Assignment – Should a line below contain the word "chrome", report it.

Extracted records: Begin

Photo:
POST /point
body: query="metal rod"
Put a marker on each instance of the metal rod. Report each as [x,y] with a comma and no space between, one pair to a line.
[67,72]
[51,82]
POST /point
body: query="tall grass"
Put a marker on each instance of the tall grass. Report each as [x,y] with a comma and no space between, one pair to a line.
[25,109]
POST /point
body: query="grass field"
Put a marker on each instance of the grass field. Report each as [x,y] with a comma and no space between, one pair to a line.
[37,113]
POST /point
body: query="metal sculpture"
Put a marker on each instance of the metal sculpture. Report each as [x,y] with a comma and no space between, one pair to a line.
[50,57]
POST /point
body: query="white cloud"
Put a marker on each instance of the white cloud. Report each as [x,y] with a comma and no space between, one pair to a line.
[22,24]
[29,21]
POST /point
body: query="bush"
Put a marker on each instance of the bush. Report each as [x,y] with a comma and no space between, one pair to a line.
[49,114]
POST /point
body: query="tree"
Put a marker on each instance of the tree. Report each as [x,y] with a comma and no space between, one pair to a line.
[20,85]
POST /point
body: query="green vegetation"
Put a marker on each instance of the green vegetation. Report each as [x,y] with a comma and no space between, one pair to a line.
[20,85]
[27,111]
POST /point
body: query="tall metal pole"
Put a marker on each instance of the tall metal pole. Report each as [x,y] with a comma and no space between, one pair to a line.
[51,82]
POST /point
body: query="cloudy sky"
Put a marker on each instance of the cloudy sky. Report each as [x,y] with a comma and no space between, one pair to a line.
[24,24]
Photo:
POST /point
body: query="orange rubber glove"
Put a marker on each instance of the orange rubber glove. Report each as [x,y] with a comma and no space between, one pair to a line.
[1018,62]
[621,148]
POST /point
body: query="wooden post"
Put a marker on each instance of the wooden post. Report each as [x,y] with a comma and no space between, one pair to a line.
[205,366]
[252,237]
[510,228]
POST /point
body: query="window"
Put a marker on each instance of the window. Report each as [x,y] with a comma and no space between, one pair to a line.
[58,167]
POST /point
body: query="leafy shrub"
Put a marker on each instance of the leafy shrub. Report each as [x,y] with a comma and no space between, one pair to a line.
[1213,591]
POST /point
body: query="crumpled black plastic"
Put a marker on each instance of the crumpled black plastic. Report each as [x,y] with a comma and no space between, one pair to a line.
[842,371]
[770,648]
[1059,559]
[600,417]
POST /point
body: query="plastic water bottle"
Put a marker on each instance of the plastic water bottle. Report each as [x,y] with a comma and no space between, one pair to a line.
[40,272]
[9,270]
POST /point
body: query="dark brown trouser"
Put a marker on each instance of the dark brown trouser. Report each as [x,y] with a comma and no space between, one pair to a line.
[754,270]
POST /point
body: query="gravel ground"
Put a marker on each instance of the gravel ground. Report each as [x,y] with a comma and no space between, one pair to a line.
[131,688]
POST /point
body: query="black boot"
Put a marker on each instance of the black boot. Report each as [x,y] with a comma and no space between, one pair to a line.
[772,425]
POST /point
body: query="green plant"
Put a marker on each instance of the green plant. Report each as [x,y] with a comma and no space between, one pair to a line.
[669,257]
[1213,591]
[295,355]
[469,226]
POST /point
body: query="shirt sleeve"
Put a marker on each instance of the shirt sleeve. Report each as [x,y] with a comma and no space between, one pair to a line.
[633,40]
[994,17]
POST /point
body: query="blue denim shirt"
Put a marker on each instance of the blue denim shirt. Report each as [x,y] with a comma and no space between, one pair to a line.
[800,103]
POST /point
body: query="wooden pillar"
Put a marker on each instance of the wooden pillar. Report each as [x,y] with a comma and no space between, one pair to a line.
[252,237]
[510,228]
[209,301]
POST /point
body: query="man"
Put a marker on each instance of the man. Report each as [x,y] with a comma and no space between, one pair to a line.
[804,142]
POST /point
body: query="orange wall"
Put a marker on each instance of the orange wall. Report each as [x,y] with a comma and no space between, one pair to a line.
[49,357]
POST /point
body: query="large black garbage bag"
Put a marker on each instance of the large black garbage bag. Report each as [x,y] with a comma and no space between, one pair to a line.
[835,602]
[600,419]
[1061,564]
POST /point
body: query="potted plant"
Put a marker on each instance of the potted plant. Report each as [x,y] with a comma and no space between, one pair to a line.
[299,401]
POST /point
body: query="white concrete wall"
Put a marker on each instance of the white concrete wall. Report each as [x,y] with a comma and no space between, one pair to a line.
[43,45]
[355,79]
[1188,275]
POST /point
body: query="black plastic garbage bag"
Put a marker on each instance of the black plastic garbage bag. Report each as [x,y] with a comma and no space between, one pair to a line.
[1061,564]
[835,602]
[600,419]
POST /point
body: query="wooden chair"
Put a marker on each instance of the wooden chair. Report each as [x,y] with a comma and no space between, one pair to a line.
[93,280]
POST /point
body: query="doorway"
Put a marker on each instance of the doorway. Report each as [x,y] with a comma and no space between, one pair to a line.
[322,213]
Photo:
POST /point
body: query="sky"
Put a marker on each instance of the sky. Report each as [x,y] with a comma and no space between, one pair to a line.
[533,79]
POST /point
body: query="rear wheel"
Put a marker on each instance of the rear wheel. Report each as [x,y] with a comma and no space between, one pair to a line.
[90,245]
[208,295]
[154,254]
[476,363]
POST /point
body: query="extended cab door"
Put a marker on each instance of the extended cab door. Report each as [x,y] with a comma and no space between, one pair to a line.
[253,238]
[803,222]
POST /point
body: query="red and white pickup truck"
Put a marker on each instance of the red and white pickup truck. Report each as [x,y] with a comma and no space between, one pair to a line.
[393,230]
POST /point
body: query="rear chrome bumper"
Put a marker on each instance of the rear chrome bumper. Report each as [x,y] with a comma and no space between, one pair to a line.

Extracted records: End

Answer box –
body: query="rear chrome bumper"
Put a marker on each instance of the rear chrome bumper. Report each as [x,y] with a comma and no space between, one pair to a line.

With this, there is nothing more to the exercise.